(EXERCÍCIOS A RESOLVER)
• 1. Segundo o texto sobre a divisão dos direitos de transmissão no futebol, quanto recebeu o Middlesbrough, penúltimo colocado na Premier League?
• 2. Retome o texto sobre a divisão dos direitos de transmissão no futebol a partir do ponto em que ele termina, mantendo o mesmo tom argumentativo.

(TRECHO DO TEXTO)
• • • •

Na Premier League (Inglaterra), liga de futebol de maior faturamento no Mundo, a negociação é coletiva e a divisão também é dividida em três partes:

1. 56% divididos igualitariamente entre todos os clubes.

2. 22% baseados na classificação final da temporada anterior.

3. 22% variáveis de acordo com o número de jogos transmitidos na televisão.

Esse modelo permitiu, por exemplo, que o Manchester United, campeão em 2008/09, tenha recebido 66 milhões de euros, enquanto que o Middlesbrough, penúltimo colocado, tenha encaixado 40 milhões (praticamente o mesmo valor que receberam os espanhóis Valencia e Atlético de Madrid).

Na Alemanha a negociação já é coletiva e a divisão é feita de modo quase que de igualdade absoluta. Fato que gera críticas por parte do todo poderoso Bayern de Munique, que se sente prejudicado diante de seus adversários europeus na Champions League.

Chegando à realidade brasileira, podemos afirmar que as negociações são coletivas (os direitos televisivos são vendidos de forma integral – o campeonato como um todo), porém a distribuição dos recursos não segue o modelo inglês e o futuro modelo italiano, que respeitam a Isonomia e, consequentemente, buscam uma divisão o equânime, através de critérios racionais pré-estabelecidos.

O que ocorre no Brasil é a concentração dos recursos nas mãos de uma entidade privada – Clube dos Treze – que distribui o dinheiro de acordo com os seus interesses próprios, dando primazia aos seus filiados, criando, inclusive, dentre os seus próprios filiados grupos distintos (como se fossem castas).

O Clube dos Treze é o responsável pelas negociações dos direitos de transmissão do campeonato brasileiro. Bem como é o Clube dos Treze que divide e distribui os recursos provenientes dessas negociações.

Ao repartir os recursos entre os clubes participantes do campeonato brasileiro, o Clube dos Treze age sem critérios de equidade, priorizando os seus associados em detrimento das demais associações esportivas as quais não fazem parte de seu seleto grupo.

Atualmente as chamadas “cotas de televisão” estão distribuídas de acordo com os seguintes grupos (valores referentes à cota fixa de televisão aberta:

Grupo I: R$21 milhões – São Paulo, Flamengo, Corinthians, Palmeiras e Vasco.

Grupo II: R$18 milhões – Santos.

Grupo III: R$15 milhões – Atlético-MG, Cruzeiro, Internacional, Grêmio, Botafogo e Fluminense.

• • • •

(INFORMAÇÕES APRESENTADAS)

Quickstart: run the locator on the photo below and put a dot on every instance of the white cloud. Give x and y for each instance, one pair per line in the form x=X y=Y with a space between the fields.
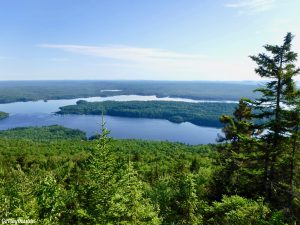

• • • •

(PROBLEMAS RESOLVIDOS)
• 1. O Middlesbrough recebeu 40 milhões de euros.

• 2.
Grupo IV: R$11 milhões – Goiás, Guarani, Vitória, Atlético-PR.

Grupo V: R$5,5 milhões – Sport, Coritiba*.

Grupo VI: R$3,45 milhões – Bahia, Portuguesa**.

Grupo VII: “Convidados” – Avaí, Grêmio Prudente, Ceará, Atlético-GO***

*Sport e Coritiba, por estarem na Série B em 2009, recebem 50% do valor. Por isso ambos tiveram direito a R$5,5 milhões.

**Bahia e Portuguesa, por estarem na Série B há mais tempo, recebem uma cota menor.

***Como de costume, os clubes “excluídos” têm que negociar individualmente a sua migalha na divisão do bolo:

Ceará – R$6,4 milhões

Atlético-GO – R$3,4 milhões

Grêmio Prudente – R$3,4 milhões

Avaí – R$6 milhões

A situação brasileira em muito se assemelha a uma oligarquia, sistema de governo que contraria diametralmente a democracia, na medida em que cria um seleto grupo de privilegiados.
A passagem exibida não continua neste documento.